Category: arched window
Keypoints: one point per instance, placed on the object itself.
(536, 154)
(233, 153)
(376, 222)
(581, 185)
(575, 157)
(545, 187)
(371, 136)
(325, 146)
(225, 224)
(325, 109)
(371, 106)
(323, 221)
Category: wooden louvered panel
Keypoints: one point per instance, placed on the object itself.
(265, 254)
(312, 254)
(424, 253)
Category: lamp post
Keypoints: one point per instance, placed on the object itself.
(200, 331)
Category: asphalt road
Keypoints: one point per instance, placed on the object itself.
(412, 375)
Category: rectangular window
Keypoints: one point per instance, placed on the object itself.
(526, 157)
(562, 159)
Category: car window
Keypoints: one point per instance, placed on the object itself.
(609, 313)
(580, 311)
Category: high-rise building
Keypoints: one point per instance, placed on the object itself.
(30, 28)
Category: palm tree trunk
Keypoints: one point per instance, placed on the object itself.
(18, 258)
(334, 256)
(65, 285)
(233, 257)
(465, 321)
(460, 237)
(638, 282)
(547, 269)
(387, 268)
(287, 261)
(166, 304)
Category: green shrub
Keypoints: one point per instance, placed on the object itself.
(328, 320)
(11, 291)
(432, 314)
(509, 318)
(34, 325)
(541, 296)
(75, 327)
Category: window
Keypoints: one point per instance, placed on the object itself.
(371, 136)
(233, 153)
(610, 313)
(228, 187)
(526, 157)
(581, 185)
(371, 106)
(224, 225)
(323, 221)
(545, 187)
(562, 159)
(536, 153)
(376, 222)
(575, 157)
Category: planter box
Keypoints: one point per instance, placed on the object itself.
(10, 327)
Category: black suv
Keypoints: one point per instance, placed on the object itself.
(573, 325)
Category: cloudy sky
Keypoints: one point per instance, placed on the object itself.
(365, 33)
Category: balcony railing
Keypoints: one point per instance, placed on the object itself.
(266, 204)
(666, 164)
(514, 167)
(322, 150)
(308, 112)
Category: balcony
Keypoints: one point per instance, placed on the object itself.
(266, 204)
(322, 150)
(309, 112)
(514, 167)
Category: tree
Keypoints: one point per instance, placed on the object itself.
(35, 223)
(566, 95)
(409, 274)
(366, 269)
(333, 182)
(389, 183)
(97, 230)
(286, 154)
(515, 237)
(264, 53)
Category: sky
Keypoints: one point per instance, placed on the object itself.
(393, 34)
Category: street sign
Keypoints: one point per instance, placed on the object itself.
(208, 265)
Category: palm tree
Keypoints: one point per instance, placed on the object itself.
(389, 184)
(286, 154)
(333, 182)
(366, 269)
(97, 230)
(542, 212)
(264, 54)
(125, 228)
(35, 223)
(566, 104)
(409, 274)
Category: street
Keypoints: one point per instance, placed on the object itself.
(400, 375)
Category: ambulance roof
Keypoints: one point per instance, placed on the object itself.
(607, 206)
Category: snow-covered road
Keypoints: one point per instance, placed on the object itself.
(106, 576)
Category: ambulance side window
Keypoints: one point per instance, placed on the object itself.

§ What the task asks:
All lines from the one with "Category: palm tree trunk" to the end of the material above should be copied exactly, both ends included, and nothing else.

§ Response to the exercise:
Category: palm tree trunk
Keypoints: one point per instance, placed on the object itself.
(18, 258)
(334, 256)
(65, 285)
(233, 257)
(465, 321)
(460, 237)
(638, 282)
(547, 269)
(387, 268)
(287, 261)
(166, 304)
Category: green shrub
Keypoints: one point per instance, placed on the object itself.
(328, 320)
(11, 291)
(432, 314)
(509, 318)
(34, 325)
(541, 296)
(75, 327)
Category: window
Keypoints: one point per instance, placed on the object itself.
(371, 136)
(233, 153)
(610, 313)
(228, 187)
(526, 157)
(581, 185)
(371, 106)
(224, 225)
(323, 221)
(545, 187)
(562, 159)
(536, 153)
(376, 222)
(575, 157)
Category: planter box
Keypoints: one point per instance, placed on the object itself.
(10, 327)
Category: black suv
Keypoints: one point per instance, placed on the object itself.
(573, 325)
Category: cloudy sky
Keypoints: one point per instance, placed on the object itself.
(365, 33)
Category: balcony railing
Keypoints: one point per instance, placed on the object itself.
(266, 204)
(666, 164)
(514, 167)
(322, 150)
(308, 112)
Category: balcony
Keypoints: one point per instance, placed on the object itself.
(266, 204)
(322, 150)
(309, 112)
(514, 167)
Category: tree
Keypoints: one point per instance, placed on the object itself.
(35, 223)
(566, 95)
(409, 274)
(366, 269)
(333, 182)
(389, 183)
(97, 230)
(286, 154)
(515, 237)
(264, 53)
Category: sky
Keypoints: one point per instance, placed on the object itself.
(393, 34)
Category: street sign
Keypoints: one point per instance, placed on the object itself.
(208, 265)
Category: palm tree
Keypoints: one point per instance, placed on the object itself.
(389, 184)
(286, 154)
(333, 182)
(366, 269)
(97, 230)
(542, 212)
(264, 54)
(125, 228)
(35, 223)
(566, 104)
(409, 274)
Category: street
Keypoints: one point per instance, placed on the object itself.
(400, 375)
Category: ambulance roof
Keypoints: one point per instance, placed on the object itself.
(607, 206)
Category: snow-covered road
Keypoints: one point per instance, placed on the object itself.
(106, 576)
Category: ambulance side window
Keypoints: one point per instance, placed on the object itself.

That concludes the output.